■ **What this task involves**
No pictures should appear in the copy; otherwise retype the entries exactly.

■ **Listed entries**
________________________________________
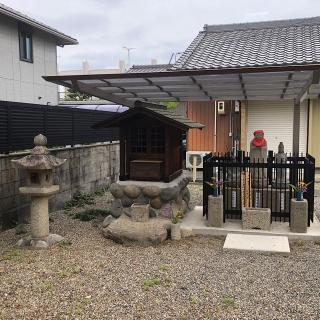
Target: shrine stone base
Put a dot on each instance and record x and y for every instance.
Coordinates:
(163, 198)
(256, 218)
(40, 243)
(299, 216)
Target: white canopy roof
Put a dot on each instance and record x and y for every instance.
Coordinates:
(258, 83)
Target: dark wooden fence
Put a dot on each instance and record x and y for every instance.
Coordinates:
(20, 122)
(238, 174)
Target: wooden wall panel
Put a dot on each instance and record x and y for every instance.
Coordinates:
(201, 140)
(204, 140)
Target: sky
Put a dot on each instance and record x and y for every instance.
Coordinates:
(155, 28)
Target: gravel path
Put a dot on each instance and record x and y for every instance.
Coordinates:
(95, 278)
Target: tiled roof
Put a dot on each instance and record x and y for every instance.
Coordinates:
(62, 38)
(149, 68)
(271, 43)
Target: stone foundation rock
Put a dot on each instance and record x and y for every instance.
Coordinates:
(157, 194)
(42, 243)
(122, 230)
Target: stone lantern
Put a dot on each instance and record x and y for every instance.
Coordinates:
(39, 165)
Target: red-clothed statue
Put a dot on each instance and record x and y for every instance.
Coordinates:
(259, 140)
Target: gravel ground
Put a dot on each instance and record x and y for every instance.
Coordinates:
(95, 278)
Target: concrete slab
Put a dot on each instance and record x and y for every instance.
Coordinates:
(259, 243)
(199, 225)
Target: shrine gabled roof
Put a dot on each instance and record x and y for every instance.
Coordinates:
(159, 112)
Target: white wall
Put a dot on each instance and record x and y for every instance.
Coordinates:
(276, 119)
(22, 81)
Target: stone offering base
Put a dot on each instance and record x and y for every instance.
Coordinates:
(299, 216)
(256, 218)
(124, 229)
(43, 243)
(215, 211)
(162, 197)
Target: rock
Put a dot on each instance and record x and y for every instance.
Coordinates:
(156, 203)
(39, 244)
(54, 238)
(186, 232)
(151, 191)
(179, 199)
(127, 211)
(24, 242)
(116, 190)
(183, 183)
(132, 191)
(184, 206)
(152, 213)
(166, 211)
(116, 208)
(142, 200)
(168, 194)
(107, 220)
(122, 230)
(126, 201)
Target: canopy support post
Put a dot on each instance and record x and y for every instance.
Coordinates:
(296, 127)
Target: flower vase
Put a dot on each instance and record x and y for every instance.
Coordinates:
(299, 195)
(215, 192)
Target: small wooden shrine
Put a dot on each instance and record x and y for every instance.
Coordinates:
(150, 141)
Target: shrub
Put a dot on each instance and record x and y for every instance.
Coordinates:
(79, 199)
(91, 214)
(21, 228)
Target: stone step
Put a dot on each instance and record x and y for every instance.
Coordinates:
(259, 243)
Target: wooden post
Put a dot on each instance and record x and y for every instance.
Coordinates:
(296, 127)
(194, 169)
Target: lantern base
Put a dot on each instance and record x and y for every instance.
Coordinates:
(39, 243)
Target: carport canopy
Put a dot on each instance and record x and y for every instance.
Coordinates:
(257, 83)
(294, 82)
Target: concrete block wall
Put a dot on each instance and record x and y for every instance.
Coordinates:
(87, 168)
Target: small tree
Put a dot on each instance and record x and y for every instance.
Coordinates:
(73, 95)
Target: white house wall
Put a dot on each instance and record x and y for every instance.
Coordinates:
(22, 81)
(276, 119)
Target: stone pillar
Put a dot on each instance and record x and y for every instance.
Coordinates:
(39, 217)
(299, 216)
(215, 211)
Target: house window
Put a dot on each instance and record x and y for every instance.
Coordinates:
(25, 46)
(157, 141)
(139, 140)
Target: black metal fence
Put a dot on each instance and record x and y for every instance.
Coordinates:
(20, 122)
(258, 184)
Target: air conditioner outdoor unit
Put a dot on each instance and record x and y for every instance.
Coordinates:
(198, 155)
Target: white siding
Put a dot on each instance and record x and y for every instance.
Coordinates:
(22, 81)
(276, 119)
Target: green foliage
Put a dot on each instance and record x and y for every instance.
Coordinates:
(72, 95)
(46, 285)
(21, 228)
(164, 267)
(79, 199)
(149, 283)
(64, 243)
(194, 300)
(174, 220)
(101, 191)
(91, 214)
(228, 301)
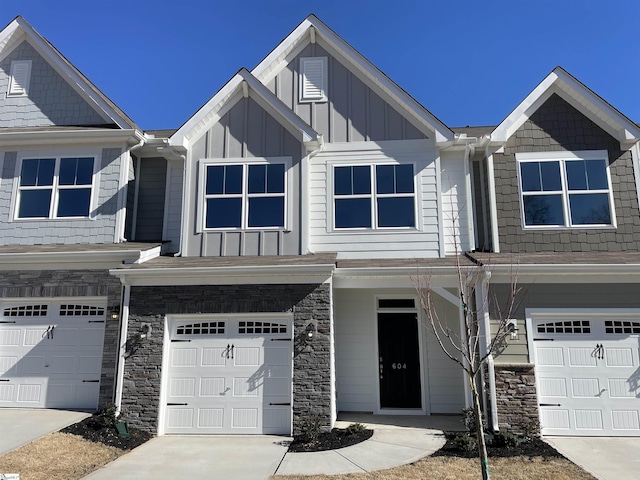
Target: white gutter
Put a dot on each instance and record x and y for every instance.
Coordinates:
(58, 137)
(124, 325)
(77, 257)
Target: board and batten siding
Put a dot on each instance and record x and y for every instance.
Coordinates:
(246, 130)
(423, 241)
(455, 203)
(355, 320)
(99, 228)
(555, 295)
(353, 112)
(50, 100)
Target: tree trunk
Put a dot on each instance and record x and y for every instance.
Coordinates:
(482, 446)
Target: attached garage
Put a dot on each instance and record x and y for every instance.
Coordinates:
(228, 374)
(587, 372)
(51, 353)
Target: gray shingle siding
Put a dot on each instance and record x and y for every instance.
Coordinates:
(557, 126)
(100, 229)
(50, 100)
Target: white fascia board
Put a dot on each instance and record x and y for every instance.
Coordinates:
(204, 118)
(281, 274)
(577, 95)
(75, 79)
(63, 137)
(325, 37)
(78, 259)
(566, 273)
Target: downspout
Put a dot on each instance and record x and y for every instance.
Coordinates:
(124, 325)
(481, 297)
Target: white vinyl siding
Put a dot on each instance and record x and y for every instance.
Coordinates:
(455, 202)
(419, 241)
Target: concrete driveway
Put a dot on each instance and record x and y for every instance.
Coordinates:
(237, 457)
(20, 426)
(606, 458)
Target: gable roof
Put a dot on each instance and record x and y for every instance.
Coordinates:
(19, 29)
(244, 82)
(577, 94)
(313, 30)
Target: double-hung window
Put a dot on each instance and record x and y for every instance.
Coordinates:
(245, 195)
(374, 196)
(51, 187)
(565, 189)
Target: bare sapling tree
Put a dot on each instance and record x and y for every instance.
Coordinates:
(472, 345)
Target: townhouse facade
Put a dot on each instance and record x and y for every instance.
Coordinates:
________________________________________
■ **The answer**
Target: shrine stone base
Put a dot on each instance and record x and y for every instance.
Coordinates:
(163, 198)
(256, 218)
(40, 243)
(299, 216)
Target: white canopy roof
Put a dot on each instance and record x and y for every instance.
Coordinates:
(258, 83)
Target: dark wooden fence
Put a dot on each instance and record x and y for every instance.
Coordinates:
(20, 122)
(238, 174)
Target: wooden wall panel
Put a dot on each instance and record x and y for every instance.
Coordinates:
(201, 140)
(204, 140)
Target: sky
Put a dot on each instance and record x and y for every instance.
Coordinates:
(155, 28)
Target: gravel path
Put a dot on each instance and record x and y for every instance.
Coordinates:
(95, 278)
Target: tiled roof
Put a dot on each instance and record x and y for every instance.
Coordinates:
(62, 38)
(149, 68)
(271, 43)
Target: stone foundation rock
Put a dot on each instance and record x and y for every instance.
Coordinates:
(157, 194)
(42, 243)
(122, 230)
Target: stone lantern
Put a dot on each instance and record x and y for every instance.
Coordinates:
(39, 165)
Target: red-clothed statue
Put a dot on each instance and record x and y for every instance.
Coordinates:
(259, 140)
Target: gravel ground
Put a dot on each instance and record x and y for every instance.
Coordinates:
(95, 278)
Target: concrete slab
Put a dot on each instance and record x and y for every instance.
Coordinates:
(259, 243)
(199, 225)
Target: shrine gabled roof
Put a dot on each instance and record x and y for every instance.
Coordinates:
(159, 112)
Target: white wall
Put a dot on each instance and record x and y for every instance.
Coordinates:
(276, 119)
(22, 81)
Target: stone offering base
Put a dot on each instance and record x and y for every instance.
Coordinates:
(299, 216)
(256, 218)
(124, 229)
(43, 243)
(215, 211)
(162, 197)
Target: rock
Put a dot on each instance and record x and y for every instance.
Coordinates:
(156, 203)
(39, 244)
(54, 238)
(186, 232)
(151, 191)
(179, 199)
(127, 211)
(24, 242)
(116, 190)
(183, 183)
(132, 191)
(184, 206)
(152, 213)
(166, 211)
(116, 208)
(142, 200)
(168, 194)
(107, 220)
(122, 230)
(126, 201)
Target: canopy support post
Put a dot on each instance and record x and y for every instance.
Coordinates:
(296, 127)
Target: flower vase
Put a dot on each instance and record x and y for every instance.
Coordinates:
(299, 195)
(215, 192)
Target: small wooden shrine
Put a dot on each instance and record x and y for every instance.
Coordinates:
(150, 141)
Target: shrub
Put a dot on each instance and record x and y for every instance.
Coordinates:
(79, 199)
(91, 214)
(21, 228)
Target: stone step
Put a dot on each instance and record x and y for every instance.
Coordinates:
(259, 243)
Target: wooden post
Put a dot on each instance and record x and y for every instance.
Coordinates:
(296, 127)
(194, 169)
Target: lantern base
Put a dot on each instance and record x and y for every instance.
Coordinates:
(39, 243)
Target: carport canopy
Put a dot on each instance and record x and y for every instance.
Coordinates:
(257, 83)
(294, 82)
Target: concrete block wall
Put a dot on each instance and record x and y for every instance.
Coordinates:
(87, 168)
Target: small tree
Put a dot on each instance and record x and y for every instance.
Coordinates:
(73, 95)
Target: white house wall
Put a dot on each instance and record x and y for every instance.
Coordinates:
(22, 81)
(276, 119)
Target: stone pillar
Put a dot on each instance and record x and y for every instance.
Coordinates:
(39, 217)
(299, 216)
(215, 211)
Target: house window
Put a dot on each instance and record x and y for every instance.
Coordinates:
(25, 46)
(157, 141)
(139, 140)
Target: black metal fence
Put a dot on each instance and record x and y for every instance.
Coordinates:
(20, 122)
(258, 184)
Target: air conditioner outdoor unit
Put a dot on each instance and record x and y for every instance.
Coordinates:
(198, 155)
Target: white siding
Put a dot on each instance and record x and y for every instance.
Coordinates:
(22, 81)
(276, 119)
Target: green foliage
Put a dot on each instance and record x and y for every instance.
Coordinates:
(72, 95)
(46, 285)
(21, 228)
(164, 267)
(79, 199)
(149, 283)
(64, 243)
(194, 300)
(174, 220)
(101, 191)
(91, 214)
(228, 301)
Target: white gutter
Put a dot on each instance and record x and y for every instance.
Coordinates:
(58, 137)
(124, 325)
(77, 257)
Target: board and batten siding
Put a dot on each instance and record x and y for every instance.
Coordinates:
(246, 130)
(423, 241)
(455, 203)
(355, 320)
(99, 228)
(555, 295)
(353, 112)
(50, 100)
Target: tree trunk
Put a dot on each instance and record x and y for every instance.
Coordinates:
(482, 446)
Target: attached garage
Put a dot on each instance and record x and y for every instance.
Coordinates:
(228, 374)
(587, 372)
(51, 353)
Target: gray shingle siding
Put a dot on each instance and record x and y for every instance.
Coordinates:
(557, 126)
(100, 229)
(50, 100)
Target: white fascia board
Put a dot on each instance and record x and y for every instance.
Coordinates:
(204, 118)
(281, 274)
(577, 95)
(75, 79)
(63, 137)
(325, 37)
(78, 259)
(566, 273)
Target: downspout
Put a dot on each instance and record x and y for every instance.
Coordinates:
(124, 325)
(481, 297)
Target: white vinyl siding
Put a dot on each instance and record x and y for every instance.
Coordinates:
(455, 202)
(419, 241)
Target: concrete driveway
Put a dot on each instance and record x and y for every instance.
Coordinates:
(237, 457)
(20, 426)
(606, 458)
Target: gable roof
Put a dot on each instance and record x and y for every instance.
Coordinates:
(19, 29)
(244, 82)
(577, 94)
(313, 30)
Target: double-hung window
Put a dot on each instance and record x and y for every instance.
Coordinates:
(245, 195)
(374, 196)
(51, 187)
(565, 189)
Target: bare sapling tree
Put a dot on each instance and record x and y for every instance.
Coordinates:
(472, 345)
Target: townhouse facade
Put a dot on each instance and record x and y for every instance.
Coordinates:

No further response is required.